THE EXERCISE – The entries below should be given again exactly, minus their pictures.

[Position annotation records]

===============

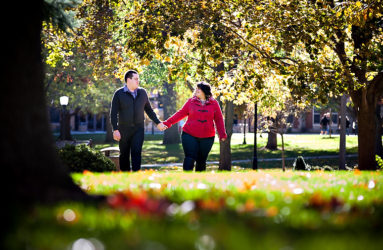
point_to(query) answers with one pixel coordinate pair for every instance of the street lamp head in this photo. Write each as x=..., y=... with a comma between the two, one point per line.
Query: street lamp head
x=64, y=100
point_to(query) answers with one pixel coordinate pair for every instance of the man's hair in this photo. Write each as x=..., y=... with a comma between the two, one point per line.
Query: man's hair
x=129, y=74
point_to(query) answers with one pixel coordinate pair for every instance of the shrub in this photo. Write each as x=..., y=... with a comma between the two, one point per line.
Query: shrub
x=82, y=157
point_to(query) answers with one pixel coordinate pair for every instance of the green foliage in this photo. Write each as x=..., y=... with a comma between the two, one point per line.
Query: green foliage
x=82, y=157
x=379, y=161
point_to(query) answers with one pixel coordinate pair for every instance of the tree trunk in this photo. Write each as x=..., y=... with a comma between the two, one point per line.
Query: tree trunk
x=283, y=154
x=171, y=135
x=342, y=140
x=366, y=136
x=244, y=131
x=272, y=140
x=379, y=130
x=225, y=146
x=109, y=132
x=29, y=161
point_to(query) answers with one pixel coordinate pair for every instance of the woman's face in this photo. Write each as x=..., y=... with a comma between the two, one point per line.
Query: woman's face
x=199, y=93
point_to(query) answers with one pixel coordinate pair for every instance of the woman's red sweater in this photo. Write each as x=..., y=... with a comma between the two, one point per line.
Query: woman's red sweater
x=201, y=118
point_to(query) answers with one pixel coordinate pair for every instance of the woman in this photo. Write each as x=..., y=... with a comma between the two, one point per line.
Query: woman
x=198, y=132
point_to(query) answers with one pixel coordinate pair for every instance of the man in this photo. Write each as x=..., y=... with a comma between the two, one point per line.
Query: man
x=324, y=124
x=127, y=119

===============

TASK OUTPUT –
point_to(query) answers with one pixel coordinate pair for every instance of the street lamp head in this photo. Write each as x=..., y=... with a comma between the two, one point per line.
Query: street lamp head
x=64, y=100
point_to(query) answers with one pixel coordinate pair for every instance of the man's hair in this photo. Write each as x=..., y=... with a comma between the two, one point per line.
Query: man's hair
x=129, y=74
point_to(query) answers with one pixel coordinate pair for every instance of the shrub in this photo. Write each as x=..., y=... with a comma between the two, one point per line.
Query: shrub
x=82, y=157
point_to(query) answers with one pixel coordinate pair for every instance of the green foliage in this photo. Write each as x=..., y=... with a comma between the two, one point per line.
Query: green foliage
x=82, y=157
x=379, y=161
point_to(query) answers with one pixel coordinate pair for every instance of the tree trunk in this photo. Write each as x=..., y=... with a comma between the two, one point per line.
Query: tree trunk
x=283, y=154
x=171, y=135
x=342, y=140
x=366, y=136
x=244, y=131
x=272, y=140
x=379, y=130
x=225, y=146
x=109, y=132
x=29, y=161
point_to(query) answers with one pixel coordinate pair for every instance of the woman's face in this photo. Write each as x=..., y=... with a comma between the two, one point per line.
Query: woman's face
x=199, y=93
point_to(query) answers with one pixel coordinate pair for every instance of the woman's red sweater in this photo. Write each as x=..., y=... with a comma between the two, one point per line.
Query: woman's red sweater
x=201, y=118
point_to(query) answers with one pixel coordinate pair for every instance of the woman in this photo. Write each as x=..., y=... with a comma between the two, one point per line.
Query: woman
x=198, y=132
point_to(query) answers with one pixel coordinate pair for every instance of the man in this photo. Write each as x=..., y=... with a comma between the two, one point per line.
Query: man
x=324, y=124
x=127, y=119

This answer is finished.